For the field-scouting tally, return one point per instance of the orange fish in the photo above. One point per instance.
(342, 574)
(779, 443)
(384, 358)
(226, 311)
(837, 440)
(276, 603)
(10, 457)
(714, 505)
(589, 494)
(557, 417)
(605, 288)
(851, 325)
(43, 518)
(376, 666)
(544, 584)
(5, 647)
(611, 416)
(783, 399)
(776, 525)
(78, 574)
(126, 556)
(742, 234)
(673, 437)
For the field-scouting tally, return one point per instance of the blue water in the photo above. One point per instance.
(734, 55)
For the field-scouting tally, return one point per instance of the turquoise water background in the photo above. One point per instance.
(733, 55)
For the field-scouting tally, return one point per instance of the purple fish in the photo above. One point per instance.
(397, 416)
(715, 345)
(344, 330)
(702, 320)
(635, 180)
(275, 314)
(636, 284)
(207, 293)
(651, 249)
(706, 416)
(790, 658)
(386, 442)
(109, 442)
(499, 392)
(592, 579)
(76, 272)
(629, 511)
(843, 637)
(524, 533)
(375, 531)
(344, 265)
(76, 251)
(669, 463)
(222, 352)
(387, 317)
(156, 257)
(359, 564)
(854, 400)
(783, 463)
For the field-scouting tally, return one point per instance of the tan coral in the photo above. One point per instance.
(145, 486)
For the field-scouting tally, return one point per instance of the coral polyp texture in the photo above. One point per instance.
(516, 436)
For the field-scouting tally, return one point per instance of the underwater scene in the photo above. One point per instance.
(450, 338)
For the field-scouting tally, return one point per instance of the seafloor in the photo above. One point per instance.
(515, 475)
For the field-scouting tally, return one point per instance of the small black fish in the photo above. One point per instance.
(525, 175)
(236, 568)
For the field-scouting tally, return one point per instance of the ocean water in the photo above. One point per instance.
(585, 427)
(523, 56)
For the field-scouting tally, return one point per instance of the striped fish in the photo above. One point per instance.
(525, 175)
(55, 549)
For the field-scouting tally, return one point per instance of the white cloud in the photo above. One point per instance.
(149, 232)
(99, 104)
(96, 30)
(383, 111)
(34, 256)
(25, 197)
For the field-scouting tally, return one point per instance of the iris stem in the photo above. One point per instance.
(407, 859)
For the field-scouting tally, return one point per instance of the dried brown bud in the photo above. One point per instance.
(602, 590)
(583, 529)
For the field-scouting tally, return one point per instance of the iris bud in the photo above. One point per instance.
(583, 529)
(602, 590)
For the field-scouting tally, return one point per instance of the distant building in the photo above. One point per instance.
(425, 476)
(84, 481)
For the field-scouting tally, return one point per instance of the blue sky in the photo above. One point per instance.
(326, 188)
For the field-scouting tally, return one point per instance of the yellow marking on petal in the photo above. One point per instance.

TASK PROMPT -
Return the line that contains "of the striped" along with every line after it through the end of the entries, exactly, adding nothing.

RIGHT ANSWER -
For the field-scouting tally, return one point per instance of the striped fish in the photo above. One point per instance.
(525, 175)
(55, 549)
For the field-scouting tally, return one point per instance of the white cloud in the photo above. One point per instance.
(149, 232)
(99, 104)
(96, 30)
(383, 111)
(34, 256)
(25, 197)
For the field-scouting tally, return one point per instance of the iris stem in the photo above. One point per instance.
(407, 859)
For the field-scouting tally, return one point per instance of the dried brown bud in the photo above. One point per instance.
(602, 590)
(583, 529)
For the field-scouting tally, return one point per instance of the iris bud in the photo above. One point per instance.
(583, 529)
(602, 590)
For the field-scouting tally, return one point per instance of the distant building in the photo above. One point per instance.
(425, 476)
(84, 481)
For the field-scouting tally, return one point per instance of the blue sky in the photo above. One point per instance.
(326, 188)
For the field-scouting tally, return one point per instance of the yellow marking on petal in the photo above. One point per instance.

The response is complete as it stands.